TASK GOAL = Copy out everything in the entries below from the line containing "Locate the gold" down to the line containing "[170,115,302,200]", including both of those lines, with no changes.

EXERCISE MATERIAL =
......
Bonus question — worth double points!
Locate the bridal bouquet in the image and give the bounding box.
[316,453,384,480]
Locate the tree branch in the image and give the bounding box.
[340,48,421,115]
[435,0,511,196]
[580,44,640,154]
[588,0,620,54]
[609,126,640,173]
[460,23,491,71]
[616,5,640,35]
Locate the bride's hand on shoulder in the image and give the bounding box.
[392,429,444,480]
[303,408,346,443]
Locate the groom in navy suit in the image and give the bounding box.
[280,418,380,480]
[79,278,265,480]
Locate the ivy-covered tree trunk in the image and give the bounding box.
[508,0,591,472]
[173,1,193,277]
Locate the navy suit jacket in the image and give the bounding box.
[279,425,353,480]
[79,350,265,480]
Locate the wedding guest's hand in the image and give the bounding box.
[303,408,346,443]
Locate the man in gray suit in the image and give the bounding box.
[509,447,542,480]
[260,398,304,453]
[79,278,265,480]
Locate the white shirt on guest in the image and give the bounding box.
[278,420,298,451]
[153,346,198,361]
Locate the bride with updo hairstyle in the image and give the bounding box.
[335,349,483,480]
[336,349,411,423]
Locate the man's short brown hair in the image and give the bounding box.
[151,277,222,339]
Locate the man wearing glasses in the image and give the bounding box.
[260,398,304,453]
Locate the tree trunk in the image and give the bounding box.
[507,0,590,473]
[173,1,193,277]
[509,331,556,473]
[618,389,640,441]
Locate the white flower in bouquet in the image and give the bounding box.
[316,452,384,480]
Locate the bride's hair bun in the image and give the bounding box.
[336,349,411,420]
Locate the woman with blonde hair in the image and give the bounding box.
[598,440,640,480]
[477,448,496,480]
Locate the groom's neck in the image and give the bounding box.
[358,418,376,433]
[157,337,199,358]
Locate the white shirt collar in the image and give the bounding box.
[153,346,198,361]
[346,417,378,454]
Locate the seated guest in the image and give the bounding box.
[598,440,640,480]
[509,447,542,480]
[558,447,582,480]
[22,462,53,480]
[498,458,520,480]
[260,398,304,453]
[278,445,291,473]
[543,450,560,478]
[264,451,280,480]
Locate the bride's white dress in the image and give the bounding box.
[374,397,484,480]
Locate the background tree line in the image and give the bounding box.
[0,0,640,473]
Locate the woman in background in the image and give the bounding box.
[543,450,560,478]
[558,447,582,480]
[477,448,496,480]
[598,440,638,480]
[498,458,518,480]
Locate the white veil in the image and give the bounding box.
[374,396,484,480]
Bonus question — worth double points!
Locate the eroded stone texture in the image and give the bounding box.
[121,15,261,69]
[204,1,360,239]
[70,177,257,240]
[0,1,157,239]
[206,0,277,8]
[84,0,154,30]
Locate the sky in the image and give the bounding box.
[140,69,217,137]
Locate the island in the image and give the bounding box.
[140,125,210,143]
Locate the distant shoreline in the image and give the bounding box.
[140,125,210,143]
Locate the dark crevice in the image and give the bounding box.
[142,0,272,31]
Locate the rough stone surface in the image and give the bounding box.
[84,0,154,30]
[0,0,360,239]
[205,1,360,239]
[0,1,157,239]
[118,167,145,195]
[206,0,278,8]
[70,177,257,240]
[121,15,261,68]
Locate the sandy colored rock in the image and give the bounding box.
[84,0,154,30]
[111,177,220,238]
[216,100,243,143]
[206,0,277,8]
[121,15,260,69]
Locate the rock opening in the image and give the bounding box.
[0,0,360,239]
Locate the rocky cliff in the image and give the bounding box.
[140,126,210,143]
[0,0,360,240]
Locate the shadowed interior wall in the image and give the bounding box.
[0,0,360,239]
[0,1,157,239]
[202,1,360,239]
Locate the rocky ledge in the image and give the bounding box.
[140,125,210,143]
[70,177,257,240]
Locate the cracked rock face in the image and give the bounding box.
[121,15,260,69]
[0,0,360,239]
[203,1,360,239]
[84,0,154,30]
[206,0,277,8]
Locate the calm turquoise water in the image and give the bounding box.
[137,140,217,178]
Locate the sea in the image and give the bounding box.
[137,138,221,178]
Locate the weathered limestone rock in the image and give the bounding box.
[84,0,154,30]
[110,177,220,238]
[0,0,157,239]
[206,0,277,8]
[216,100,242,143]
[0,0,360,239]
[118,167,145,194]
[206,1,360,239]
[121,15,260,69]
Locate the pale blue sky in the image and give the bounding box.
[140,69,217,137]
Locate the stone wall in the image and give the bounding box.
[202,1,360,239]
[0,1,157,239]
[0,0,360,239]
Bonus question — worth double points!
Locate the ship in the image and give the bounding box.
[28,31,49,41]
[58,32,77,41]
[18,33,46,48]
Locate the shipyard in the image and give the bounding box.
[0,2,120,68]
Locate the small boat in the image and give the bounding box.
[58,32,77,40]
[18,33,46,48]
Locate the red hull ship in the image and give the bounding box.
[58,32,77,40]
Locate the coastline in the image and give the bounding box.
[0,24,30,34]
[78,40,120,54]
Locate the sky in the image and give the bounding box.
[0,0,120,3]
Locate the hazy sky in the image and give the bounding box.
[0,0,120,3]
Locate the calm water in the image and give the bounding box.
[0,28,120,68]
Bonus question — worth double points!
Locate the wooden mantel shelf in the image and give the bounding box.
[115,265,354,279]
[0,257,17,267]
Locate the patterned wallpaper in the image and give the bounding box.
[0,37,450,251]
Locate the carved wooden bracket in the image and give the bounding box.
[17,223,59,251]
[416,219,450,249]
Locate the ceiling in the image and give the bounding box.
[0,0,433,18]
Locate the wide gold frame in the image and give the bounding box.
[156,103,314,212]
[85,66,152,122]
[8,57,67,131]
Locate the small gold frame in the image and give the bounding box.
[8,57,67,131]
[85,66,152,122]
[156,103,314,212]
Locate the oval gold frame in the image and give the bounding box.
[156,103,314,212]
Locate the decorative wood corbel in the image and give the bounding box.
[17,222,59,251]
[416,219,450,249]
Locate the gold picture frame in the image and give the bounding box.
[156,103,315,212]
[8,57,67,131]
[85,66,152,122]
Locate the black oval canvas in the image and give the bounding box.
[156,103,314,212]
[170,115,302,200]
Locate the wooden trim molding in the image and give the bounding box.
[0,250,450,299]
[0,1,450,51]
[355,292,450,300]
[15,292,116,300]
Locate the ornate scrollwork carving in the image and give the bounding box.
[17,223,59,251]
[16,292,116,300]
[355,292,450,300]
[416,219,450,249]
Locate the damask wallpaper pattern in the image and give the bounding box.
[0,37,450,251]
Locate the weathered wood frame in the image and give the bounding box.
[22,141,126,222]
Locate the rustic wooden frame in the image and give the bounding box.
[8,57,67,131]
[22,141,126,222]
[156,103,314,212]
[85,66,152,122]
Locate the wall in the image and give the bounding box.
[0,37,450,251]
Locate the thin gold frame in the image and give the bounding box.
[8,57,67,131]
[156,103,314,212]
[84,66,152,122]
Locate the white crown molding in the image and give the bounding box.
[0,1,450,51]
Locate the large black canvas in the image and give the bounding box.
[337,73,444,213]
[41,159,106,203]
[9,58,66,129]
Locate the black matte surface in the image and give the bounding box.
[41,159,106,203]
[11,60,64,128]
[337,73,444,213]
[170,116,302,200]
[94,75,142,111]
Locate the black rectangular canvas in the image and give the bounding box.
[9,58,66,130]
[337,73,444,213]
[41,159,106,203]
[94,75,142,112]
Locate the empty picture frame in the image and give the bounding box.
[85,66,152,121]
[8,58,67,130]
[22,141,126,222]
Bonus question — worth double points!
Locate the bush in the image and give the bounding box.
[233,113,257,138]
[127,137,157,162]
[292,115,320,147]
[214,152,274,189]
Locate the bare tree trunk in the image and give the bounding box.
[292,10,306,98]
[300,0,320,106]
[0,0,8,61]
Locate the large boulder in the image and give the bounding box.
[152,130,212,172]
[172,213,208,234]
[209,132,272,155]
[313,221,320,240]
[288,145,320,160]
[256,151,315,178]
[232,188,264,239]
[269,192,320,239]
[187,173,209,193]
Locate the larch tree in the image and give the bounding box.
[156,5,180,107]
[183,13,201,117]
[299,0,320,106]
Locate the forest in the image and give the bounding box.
......
RESPONSE FOR THIS EXERCISE =
Locate the gold picture frame in the image and give the bounding box.
[156,103,315,212]
[8,57,67,131]
[85,66,152,122]
Locate the black oval canvas in the image and give the bounding box.
[156,103,314,212]
[170,115,302,200]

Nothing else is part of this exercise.